** Begin Items **

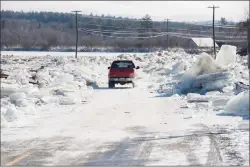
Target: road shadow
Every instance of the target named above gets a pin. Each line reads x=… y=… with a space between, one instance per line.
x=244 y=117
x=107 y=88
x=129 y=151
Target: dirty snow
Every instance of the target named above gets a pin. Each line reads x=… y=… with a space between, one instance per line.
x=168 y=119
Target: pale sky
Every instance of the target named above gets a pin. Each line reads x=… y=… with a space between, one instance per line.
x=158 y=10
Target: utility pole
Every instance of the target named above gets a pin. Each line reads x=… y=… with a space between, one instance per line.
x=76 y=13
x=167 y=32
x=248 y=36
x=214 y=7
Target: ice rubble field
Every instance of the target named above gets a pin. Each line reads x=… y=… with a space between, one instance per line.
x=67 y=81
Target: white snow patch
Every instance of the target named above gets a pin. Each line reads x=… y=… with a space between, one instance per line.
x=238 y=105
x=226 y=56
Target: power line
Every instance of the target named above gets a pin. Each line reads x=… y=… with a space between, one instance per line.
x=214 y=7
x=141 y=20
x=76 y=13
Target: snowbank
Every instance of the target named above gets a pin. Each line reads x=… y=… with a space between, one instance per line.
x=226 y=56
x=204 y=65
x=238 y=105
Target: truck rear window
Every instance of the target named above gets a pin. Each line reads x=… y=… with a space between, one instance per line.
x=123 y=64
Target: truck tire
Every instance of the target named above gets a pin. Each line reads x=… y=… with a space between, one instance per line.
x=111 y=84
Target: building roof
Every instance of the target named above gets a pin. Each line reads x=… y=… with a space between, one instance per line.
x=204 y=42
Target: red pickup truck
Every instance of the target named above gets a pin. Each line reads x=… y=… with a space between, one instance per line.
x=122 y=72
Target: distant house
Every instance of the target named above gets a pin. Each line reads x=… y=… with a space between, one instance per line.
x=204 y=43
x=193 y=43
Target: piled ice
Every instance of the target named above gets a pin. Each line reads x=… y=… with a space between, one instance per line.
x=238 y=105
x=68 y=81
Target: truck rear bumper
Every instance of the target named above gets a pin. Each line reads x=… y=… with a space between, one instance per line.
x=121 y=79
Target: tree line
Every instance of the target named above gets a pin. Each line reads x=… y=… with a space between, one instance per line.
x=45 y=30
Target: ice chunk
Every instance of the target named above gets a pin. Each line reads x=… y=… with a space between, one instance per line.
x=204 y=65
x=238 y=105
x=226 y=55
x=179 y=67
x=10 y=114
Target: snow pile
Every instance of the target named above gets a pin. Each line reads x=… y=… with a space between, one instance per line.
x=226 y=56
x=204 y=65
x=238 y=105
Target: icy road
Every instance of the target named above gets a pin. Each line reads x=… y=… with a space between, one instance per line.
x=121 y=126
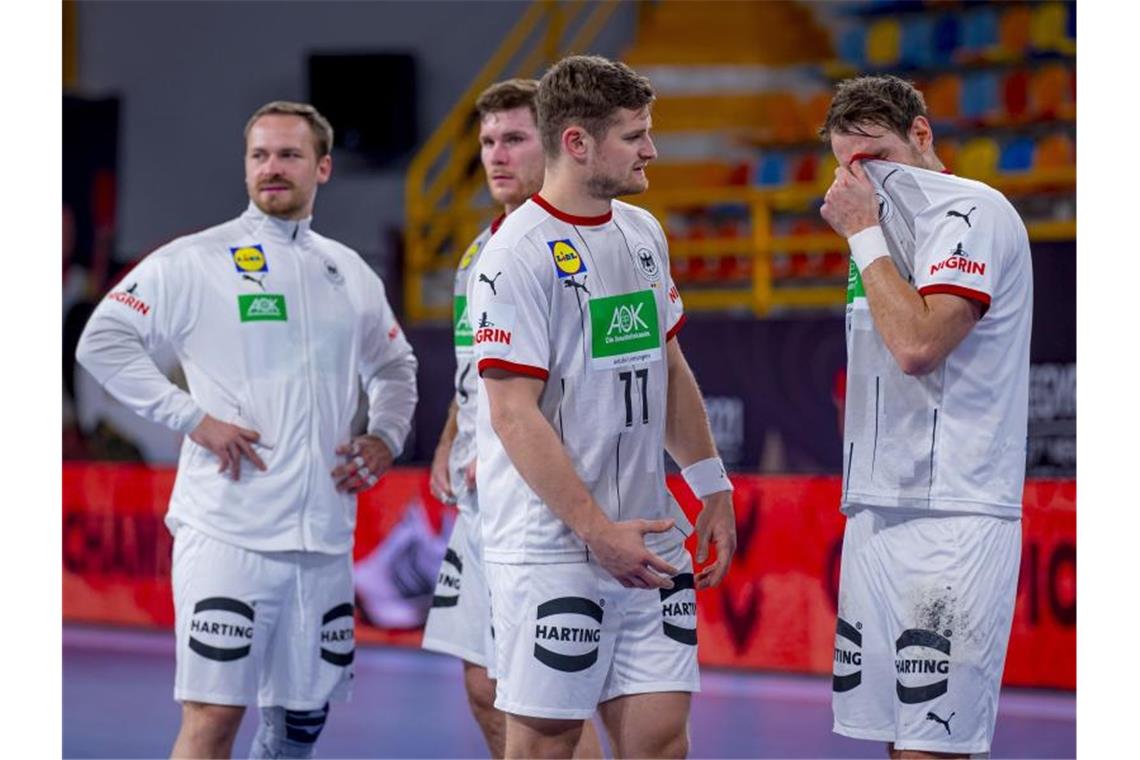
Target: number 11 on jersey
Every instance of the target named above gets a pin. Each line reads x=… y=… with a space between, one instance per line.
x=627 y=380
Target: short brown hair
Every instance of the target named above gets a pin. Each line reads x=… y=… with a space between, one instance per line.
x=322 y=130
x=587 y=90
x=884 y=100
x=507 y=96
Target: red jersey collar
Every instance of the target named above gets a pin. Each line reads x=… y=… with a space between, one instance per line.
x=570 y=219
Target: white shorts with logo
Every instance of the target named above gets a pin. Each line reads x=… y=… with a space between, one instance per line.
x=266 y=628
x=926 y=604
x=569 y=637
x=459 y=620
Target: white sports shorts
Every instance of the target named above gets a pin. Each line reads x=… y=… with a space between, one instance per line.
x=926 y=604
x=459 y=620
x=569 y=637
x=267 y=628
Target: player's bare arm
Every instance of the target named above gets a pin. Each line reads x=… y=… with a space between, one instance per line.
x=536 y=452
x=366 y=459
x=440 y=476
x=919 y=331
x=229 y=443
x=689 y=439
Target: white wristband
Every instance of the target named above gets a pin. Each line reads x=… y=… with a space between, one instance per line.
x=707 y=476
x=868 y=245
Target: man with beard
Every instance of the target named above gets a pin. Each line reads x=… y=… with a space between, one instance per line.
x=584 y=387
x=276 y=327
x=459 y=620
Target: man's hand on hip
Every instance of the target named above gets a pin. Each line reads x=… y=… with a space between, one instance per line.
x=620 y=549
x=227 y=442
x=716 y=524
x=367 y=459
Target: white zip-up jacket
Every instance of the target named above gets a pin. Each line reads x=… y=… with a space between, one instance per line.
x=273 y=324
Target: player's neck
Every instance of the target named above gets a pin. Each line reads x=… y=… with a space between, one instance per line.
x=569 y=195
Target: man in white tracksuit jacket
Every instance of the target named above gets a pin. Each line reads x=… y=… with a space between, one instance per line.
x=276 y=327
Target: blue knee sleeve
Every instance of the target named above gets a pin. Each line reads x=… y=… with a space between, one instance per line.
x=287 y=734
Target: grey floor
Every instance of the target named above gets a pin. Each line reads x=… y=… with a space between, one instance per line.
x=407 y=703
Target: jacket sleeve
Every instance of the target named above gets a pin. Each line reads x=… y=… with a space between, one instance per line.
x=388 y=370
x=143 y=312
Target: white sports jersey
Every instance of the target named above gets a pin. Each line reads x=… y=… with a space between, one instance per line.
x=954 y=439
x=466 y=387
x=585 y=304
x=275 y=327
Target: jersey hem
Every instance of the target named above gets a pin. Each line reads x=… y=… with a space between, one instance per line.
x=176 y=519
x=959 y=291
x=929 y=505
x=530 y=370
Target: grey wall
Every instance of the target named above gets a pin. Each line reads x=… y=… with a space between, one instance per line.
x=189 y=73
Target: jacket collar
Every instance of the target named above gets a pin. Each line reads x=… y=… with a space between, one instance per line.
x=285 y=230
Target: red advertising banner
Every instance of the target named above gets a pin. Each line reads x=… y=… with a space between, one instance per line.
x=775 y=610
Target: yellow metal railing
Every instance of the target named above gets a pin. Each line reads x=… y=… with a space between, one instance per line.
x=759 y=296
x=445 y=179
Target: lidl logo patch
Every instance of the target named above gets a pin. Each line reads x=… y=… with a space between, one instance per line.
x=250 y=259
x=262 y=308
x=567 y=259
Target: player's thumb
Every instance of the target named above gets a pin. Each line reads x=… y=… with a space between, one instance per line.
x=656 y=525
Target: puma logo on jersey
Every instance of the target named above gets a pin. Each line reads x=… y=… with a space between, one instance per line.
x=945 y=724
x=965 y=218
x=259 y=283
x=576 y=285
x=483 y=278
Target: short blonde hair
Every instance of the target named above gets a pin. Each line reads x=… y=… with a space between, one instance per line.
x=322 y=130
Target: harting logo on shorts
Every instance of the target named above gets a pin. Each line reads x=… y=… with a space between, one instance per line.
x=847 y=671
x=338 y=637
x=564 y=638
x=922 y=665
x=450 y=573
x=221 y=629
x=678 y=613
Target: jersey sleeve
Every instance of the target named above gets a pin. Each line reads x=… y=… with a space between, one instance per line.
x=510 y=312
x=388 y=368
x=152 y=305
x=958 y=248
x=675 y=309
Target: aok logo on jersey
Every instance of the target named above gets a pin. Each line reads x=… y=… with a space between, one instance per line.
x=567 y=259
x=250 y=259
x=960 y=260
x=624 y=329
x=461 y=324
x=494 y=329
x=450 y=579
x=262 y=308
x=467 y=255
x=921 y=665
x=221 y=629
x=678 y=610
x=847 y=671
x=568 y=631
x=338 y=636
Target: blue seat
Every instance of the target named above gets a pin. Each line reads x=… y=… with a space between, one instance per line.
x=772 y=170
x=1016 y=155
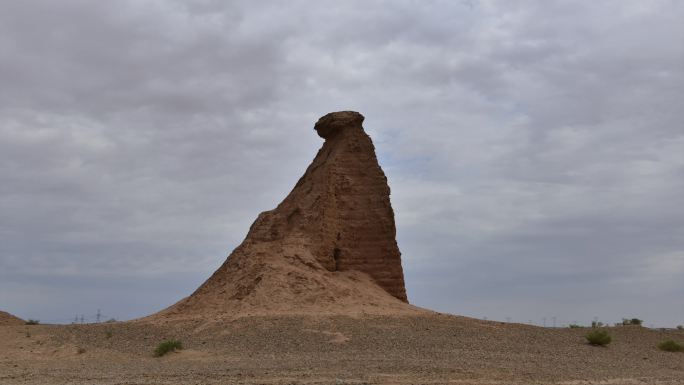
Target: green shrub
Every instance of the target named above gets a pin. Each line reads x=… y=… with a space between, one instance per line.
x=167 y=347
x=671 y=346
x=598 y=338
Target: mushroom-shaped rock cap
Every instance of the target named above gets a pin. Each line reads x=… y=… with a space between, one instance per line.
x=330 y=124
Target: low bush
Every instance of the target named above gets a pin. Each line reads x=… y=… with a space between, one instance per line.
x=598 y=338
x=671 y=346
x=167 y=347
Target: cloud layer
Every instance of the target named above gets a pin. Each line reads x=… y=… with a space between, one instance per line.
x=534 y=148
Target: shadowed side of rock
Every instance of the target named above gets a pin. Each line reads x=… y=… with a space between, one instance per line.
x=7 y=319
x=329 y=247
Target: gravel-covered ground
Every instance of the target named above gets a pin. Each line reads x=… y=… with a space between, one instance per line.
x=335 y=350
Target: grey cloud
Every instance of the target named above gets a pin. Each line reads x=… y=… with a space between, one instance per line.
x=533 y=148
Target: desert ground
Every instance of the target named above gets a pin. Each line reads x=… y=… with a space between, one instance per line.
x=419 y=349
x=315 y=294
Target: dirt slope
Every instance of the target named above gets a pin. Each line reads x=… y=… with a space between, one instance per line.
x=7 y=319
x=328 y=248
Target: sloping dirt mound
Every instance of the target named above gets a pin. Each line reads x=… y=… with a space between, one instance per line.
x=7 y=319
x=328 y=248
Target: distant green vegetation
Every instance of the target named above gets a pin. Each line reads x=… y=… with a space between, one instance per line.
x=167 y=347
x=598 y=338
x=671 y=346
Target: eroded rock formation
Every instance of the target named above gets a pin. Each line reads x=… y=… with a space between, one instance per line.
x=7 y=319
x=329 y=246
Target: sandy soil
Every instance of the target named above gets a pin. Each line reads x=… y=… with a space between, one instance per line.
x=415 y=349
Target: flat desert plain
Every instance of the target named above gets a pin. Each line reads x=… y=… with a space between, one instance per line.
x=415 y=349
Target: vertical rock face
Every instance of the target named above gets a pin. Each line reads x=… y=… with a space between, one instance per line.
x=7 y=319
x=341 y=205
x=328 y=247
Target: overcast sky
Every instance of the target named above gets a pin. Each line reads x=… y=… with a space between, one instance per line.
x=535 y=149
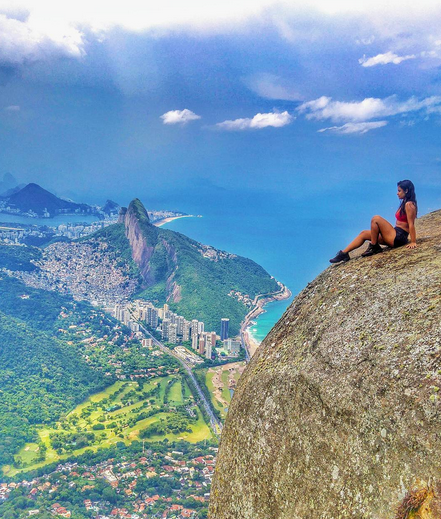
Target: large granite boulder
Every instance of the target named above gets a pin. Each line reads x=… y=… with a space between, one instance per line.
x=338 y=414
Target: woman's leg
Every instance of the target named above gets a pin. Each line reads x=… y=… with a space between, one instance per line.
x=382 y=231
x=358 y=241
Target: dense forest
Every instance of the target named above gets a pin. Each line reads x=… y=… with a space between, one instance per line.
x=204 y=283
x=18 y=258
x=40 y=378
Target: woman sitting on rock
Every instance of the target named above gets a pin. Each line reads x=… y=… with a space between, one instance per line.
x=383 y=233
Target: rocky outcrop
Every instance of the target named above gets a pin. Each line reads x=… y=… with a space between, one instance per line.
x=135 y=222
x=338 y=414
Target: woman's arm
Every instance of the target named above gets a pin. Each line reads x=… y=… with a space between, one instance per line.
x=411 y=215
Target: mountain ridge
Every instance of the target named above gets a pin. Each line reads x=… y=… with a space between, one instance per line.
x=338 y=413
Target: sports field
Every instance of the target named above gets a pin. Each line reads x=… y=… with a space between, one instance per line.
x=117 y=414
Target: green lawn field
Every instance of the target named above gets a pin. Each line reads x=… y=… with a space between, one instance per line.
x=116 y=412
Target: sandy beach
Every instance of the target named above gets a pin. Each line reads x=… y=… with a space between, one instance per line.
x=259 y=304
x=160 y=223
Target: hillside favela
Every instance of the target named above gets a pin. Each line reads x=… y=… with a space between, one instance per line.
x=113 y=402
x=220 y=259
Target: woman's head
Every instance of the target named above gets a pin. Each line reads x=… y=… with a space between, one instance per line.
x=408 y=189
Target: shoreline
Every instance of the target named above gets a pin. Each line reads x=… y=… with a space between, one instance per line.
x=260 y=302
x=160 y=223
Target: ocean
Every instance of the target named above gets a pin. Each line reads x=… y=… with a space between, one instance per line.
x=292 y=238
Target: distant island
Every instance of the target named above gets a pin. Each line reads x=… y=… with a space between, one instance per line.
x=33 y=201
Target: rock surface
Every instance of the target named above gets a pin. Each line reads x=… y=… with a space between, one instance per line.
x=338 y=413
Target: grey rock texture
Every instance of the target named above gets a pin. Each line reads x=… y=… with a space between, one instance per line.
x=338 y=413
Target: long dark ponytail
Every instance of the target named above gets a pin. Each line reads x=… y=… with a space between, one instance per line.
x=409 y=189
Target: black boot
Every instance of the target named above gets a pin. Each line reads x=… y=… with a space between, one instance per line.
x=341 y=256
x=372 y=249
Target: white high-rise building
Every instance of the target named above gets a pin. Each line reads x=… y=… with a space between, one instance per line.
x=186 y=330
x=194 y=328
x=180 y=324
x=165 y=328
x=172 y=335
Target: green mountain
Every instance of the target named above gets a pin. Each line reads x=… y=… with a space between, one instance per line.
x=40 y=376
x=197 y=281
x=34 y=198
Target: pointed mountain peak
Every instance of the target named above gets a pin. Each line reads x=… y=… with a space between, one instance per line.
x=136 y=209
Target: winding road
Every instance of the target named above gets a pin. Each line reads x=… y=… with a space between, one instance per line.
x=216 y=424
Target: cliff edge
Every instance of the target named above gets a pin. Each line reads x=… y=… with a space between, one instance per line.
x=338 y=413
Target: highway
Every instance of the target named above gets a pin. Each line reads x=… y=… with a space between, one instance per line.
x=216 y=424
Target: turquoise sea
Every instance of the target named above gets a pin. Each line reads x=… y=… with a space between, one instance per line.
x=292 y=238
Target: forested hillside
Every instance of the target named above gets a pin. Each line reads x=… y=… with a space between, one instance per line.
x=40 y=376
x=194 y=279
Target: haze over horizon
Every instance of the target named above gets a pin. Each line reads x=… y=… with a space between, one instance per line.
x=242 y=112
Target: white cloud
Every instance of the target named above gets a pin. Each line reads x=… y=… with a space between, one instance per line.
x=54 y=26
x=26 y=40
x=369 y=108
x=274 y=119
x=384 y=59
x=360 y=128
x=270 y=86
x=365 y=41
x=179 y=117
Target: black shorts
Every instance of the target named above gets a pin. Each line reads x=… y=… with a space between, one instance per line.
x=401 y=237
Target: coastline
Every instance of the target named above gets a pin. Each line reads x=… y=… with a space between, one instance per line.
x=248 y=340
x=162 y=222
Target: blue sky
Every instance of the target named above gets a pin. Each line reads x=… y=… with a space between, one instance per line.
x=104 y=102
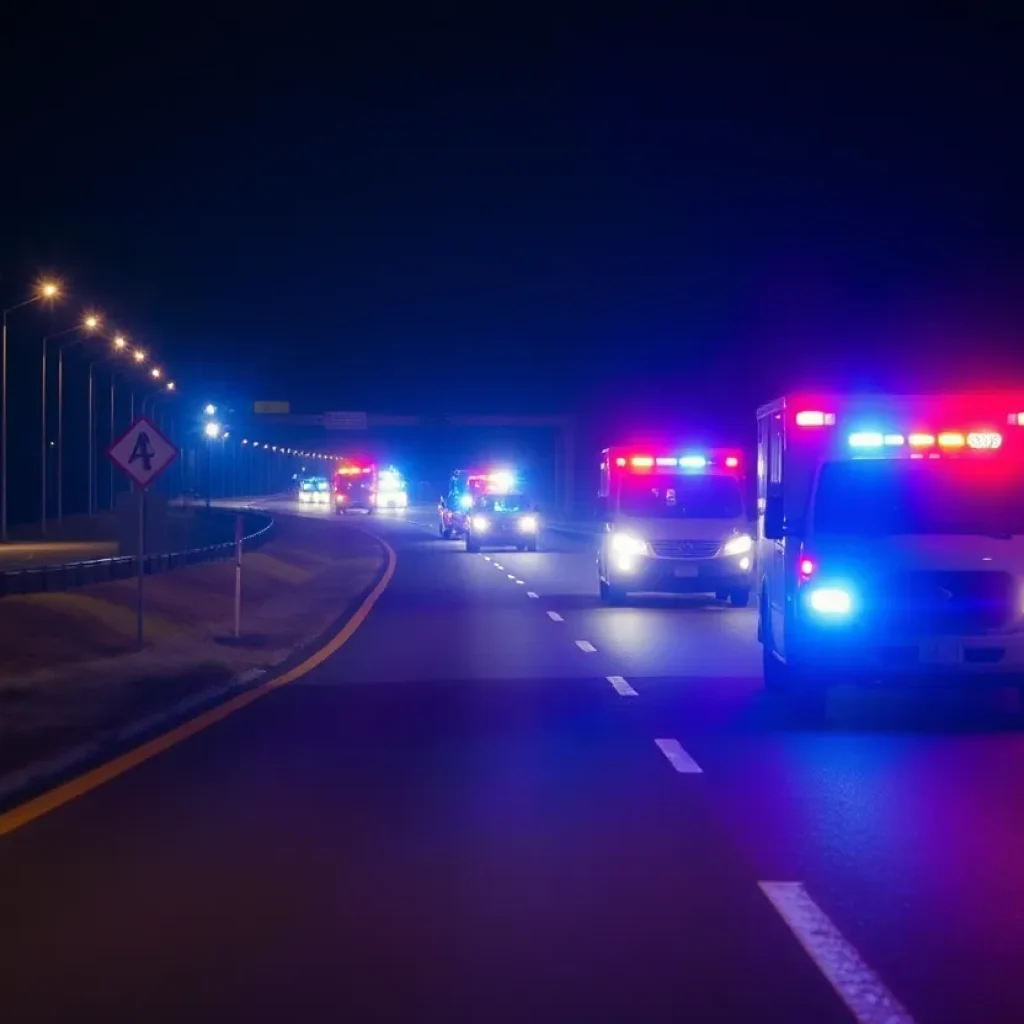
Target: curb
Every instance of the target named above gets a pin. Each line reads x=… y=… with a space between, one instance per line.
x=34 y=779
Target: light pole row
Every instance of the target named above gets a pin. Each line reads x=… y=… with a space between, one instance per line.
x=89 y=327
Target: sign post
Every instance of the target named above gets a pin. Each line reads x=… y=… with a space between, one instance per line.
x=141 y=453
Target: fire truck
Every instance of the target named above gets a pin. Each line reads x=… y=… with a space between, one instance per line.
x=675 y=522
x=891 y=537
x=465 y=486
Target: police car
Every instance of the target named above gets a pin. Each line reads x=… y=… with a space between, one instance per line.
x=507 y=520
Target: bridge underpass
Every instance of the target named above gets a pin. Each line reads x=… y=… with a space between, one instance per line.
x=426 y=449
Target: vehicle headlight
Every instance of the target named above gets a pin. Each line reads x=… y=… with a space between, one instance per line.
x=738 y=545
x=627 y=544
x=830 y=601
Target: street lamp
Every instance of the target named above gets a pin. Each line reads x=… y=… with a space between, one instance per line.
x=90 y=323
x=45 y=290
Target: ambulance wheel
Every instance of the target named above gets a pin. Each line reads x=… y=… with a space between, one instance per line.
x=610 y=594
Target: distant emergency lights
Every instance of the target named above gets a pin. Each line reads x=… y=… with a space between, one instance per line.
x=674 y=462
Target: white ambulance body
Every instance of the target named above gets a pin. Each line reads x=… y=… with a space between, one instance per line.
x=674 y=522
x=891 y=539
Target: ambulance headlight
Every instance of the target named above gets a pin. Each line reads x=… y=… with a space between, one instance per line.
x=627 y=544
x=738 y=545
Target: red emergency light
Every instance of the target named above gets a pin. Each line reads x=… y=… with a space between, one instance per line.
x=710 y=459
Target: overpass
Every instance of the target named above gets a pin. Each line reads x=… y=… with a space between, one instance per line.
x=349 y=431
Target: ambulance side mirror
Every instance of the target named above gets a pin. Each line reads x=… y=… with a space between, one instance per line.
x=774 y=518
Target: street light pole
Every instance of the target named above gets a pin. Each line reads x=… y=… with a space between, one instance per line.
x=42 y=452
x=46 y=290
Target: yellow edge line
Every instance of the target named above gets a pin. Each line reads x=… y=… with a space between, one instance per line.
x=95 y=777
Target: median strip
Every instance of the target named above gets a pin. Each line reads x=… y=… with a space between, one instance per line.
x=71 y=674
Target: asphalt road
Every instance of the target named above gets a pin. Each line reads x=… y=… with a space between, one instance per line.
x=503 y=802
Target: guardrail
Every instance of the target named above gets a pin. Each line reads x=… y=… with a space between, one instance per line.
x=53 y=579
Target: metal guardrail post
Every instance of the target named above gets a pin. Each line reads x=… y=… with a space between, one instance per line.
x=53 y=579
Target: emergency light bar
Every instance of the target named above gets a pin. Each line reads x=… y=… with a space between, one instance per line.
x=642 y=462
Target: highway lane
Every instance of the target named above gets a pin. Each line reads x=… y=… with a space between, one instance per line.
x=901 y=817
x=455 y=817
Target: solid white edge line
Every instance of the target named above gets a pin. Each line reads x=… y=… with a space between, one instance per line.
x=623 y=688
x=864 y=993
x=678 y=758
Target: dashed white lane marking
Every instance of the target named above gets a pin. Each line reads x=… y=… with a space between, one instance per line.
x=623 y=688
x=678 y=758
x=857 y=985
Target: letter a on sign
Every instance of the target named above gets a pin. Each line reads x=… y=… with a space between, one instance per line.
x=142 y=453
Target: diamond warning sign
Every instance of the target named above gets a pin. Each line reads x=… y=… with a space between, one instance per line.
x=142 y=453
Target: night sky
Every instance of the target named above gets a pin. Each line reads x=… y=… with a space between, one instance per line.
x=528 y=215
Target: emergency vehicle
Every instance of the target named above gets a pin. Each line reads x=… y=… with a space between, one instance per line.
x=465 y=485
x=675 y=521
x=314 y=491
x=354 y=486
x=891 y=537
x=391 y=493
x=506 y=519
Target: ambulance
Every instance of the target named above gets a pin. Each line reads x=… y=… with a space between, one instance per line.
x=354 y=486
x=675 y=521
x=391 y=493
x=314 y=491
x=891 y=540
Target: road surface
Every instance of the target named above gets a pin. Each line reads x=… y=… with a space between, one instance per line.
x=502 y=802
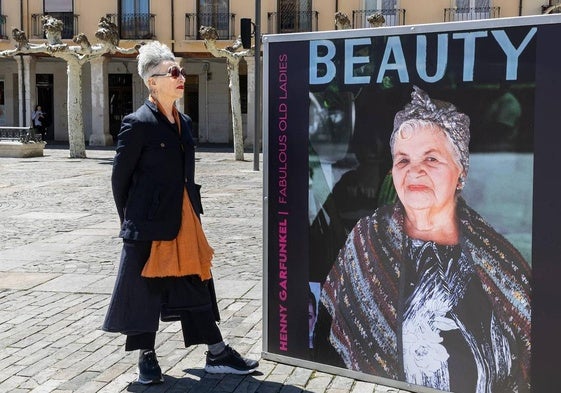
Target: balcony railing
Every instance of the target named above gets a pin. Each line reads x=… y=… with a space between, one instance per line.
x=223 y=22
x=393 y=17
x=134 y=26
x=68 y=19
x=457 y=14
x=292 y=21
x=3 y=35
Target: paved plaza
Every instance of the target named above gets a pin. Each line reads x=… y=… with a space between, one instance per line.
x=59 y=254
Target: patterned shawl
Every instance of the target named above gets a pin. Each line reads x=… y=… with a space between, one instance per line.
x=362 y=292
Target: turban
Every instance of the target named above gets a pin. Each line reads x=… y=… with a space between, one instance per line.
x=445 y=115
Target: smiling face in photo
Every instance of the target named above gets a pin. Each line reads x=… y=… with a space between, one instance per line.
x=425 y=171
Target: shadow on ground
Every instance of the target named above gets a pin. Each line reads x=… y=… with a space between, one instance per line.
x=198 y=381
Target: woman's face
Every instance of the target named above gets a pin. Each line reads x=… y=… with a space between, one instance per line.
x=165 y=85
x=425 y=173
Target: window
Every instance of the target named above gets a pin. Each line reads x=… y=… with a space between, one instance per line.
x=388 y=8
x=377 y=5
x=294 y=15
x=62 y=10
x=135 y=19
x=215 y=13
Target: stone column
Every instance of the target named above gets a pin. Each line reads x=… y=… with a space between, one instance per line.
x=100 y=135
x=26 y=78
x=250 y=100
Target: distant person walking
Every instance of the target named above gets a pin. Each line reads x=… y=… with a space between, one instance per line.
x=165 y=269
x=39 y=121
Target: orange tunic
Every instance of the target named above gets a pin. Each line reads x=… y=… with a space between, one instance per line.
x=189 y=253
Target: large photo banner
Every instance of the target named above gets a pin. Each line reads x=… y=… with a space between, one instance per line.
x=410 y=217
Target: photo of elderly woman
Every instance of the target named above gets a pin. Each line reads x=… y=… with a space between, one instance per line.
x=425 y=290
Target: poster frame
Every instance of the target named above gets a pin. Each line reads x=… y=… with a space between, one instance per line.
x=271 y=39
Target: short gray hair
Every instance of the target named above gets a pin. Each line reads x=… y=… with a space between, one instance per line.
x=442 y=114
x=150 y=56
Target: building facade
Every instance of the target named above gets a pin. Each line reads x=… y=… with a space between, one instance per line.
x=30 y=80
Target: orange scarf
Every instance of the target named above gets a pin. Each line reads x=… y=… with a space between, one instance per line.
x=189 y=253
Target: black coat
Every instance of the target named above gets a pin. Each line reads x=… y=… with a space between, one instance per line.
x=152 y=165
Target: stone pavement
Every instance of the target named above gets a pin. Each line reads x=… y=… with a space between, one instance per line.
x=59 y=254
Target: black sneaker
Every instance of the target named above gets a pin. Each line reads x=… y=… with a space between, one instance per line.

** End Items **

== Task ==
Find the line with "Target: large photo banner" in the listing above, then write out that line and each remaining line exactly, with no other text.

== Result of this task ==
Target: large photo banner
Every instance of the target named above gets a pin. Each line reads x=… y=… with a space between, one instance per line.
x=410 y=217
Target: photo of elderly woman
Every instance of the target named above gets a pin. Each line reads x=… y=… with a space between, one instance per line.
x=425 y=290
Target: poster frame
Every instance of the target named above gets a pin. Each line reads x=… y=… with a space between, one instance per line.
x=271 y=39
Target: short gray hair
Every instance of the target named above gets a pin. Each line reads x=… y=… with a space between, one instance per line.
x=442 y=114
x=150 y=56
Target: building facade
Every instance of the target named above gets a pin. Each line reads x=… y=… with a space between, one instance per line.
x=30 y=80
Target: orange scarf
Every instance of the target named above gets a pin. Each line reads x=… y=… with a space between, one instance per line.
x=189 y=253
Target: black coat
Every instance of the target named above gets a pin. Each line reads x=… y=… with a space between, one instance per line.
x=152 y=165
Target: stone pavement
Every instance of the target named above gets a pin. Each line reads x=… y=… with a space between, one instance per line.
x=59 y=254
Target: black sneaker
Every instance of the target named above gets a pin. Each line reads x=… y=… with a space between, one instance per line.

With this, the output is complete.